Exercise details
Rewrite the stretch from the start of the items through the line containing "[[157, 84, 215, 117], [16, 86, 70, 111]]", replacing "cabin" with "cottage" and leaving everything else unchanged.

# start of Record list

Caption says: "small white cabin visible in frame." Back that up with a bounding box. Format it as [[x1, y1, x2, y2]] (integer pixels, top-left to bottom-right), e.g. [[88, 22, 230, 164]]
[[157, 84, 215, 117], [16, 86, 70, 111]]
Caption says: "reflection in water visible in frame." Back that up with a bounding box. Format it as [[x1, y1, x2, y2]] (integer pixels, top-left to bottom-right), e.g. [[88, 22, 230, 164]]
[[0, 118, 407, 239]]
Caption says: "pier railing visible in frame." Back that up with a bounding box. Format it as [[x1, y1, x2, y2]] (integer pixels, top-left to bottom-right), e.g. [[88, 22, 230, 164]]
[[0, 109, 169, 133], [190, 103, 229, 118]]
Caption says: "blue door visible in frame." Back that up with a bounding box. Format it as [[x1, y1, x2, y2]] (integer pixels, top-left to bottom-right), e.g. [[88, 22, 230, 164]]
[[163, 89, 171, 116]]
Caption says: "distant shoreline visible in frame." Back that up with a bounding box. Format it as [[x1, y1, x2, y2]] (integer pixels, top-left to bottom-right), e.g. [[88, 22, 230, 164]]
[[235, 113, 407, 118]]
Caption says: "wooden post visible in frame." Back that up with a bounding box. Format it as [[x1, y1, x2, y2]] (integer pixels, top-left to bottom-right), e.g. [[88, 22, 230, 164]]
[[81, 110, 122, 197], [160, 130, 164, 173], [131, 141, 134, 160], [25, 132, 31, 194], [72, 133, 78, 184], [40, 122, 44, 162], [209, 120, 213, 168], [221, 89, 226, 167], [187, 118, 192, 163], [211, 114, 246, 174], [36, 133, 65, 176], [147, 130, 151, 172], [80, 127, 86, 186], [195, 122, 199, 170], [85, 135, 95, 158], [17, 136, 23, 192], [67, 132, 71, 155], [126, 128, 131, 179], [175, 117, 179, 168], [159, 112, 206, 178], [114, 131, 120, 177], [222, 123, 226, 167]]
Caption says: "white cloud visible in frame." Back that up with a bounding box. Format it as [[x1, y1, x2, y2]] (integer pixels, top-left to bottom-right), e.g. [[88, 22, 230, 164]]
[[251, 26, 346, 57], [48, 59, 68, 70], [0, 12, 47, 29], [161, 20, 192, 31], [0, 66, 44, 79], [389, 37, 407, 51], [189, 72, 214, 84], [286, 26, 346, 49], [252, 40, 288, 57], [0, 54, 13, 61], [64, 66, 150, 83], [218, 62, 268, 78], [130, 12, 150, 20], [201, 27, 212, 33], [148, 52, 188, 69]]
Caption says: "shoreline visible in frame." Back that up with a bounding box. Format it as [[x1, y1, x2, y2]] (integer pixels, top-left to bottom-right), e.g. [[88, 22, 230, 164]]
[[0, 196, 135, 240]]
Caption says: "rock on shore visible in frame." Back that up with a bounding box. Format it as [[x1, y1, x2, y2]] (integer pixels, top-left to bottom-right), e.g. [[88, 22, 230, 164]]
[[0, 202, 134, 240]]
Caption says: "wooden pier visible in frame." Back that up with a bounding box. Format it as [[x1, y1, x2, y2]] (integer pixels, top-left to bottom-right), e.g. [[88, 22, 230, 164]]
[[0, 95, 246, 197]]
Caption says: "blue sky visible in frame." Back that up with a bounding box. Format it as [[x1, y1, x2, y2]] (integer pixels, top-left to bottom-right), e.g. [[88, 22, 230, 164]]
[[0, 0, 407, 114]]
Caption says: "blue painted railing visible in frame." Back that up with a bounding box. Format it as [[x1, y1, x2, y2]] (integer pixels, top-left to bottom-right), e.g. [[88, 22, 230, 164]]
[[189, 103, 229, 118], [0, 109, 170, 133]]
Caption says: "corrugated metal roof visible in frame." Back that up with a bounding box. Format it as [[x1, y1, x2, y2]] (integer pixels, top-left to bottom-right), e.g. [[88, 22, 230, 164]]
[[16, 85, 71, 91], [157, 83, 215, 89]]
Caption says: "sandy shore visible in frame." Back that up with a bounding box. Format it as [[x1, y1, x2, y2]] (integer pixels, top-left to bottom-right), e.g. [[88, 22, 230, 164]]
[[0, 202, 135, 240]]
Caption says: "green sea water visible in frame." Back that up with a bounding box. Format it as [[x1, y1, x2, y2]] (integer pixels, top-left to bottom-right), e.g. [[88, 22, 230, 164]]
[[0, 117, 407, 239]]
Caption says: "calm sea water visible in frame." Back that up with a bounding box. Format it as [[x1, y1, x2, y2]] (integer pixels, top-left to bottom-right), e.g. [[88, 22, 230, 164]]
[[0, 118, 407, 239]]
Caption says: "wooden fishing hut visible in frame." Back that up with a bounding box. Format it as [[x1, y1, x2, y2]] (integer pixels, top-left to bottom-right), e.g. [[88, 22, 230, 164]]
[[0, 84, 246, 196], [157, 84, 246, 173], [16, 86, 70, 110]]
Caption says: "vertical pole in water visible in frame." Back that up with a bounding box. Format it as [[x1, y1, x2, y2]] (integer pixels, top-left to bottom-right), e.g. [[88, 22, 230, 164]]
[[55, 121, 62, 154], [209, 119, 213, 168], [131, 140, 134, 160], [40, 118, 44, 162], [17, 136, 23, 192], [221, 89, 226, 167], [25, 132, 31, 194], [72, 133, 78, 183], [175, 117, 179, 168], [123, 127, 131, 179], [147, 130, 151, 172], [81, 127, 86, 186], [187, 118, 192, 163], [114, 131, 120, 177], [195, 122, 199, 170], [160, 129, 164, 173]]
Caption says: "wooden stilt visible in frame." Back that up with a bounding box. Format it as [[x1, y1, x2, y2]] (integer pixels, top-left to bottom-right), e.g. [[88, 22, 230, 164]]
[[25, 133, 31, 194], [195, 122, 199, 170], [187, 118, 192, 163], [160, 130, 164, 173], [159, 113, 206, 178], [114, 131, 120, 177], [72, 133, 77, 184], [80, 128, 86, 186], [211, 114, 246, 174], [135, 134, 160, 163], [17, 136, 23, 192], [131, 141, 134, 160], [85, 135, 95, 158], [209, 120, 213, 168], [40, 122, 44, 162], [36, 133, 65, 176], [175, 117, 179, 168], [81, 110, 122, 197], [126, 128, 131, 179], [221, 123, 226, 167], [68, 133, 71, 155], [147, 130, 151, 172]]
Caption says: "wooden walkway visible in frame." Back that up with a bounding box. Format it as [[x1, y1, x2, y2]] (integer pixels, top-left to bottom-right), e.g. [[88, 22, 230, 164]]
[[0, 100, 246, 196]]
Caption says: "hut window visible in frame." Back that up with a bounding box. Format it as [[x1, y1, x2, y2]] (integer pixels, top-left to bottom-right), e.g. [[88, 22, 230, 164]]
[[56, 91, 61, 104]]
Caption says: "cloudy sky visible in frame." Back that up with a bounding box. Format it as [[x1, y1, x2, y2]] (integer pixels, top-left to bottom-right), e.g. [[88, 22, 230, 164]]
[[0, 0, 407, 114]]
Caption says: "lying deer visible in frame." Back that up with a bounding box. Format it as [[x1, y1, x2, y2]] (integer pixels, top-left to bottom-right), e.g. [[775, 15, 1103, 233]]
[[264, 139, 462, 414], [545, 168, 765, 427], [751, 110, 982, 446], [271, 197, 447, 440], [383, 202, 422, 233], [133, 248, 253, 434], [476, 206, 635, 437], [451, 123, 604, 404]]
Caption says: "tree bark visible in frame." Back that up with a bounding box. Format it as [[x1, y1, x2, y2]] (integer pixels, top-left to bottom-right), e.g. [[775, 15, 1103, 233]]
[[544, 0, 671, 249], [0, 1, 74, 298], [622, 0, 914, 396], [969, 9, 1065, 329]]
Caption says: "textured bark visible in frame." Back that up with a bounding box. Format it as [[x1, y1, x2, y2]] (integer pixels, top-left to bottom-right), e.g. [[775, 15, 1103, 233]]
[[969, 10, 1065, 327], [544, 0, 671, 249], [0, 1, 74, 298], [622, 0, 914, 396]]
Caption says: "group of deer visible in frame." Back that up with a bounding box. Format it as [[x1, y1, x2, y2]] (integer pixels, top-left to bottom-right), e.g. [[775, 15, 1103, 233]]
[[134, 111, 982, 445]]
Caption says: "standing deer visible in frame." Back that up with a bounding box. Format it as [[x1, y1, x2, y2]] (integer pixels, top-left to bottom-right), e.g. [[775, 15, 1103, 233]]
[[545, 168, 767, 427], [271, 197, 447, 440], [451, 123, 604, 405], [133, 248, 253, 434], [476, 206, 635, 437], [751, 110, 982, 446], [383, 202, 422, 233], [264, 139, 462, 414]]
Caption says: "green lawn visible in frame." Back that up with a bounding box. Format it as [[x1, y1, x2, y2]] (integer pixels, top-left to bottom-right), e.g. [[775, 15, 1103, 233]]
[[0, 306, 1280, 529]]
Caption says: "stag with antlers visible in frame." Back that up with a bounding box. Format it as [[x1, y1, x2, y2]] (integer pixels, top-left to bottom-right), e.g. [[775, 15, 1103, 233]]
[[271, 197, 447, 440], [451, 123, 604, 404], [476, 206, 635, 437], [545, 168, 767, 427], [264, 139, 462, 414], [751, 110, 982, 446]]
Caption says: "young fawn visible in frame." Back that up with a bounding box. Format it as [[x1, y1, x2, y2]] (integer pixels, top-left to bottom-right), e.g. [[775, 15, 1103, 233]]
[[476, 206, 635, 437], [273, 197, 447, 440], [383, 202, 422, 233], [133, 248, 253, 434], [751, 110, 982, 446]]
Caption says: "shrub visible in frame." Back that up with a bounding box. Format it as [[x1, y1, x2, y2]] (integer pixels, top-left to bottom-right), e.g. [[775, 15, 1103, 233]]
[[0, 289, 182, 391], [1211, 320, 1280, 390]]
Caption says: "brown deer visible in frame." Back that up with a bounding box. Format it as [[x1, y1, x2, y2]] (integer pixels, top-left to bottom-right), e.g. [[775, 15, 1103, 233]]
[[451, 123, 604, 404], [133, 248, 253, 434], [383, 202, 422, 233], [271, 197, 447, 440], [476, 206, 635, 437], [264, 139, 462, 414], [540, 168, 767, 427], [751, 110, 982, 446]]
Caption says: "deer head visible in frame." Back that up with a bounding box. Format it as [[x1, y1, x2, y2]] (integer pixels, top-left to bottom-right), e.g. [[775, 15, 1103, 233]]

# end of Record list

Answer below
Caption says: "small white cottage visible in frame." Back that up with a bounding box. Format it as [[x1, y1, x2, y2]] (integer pixels, top-left to bottom-right), e.g. [[88, 22, 230, 164]]
[[157, 84, 215, 117], [16, 86, 70, 111]]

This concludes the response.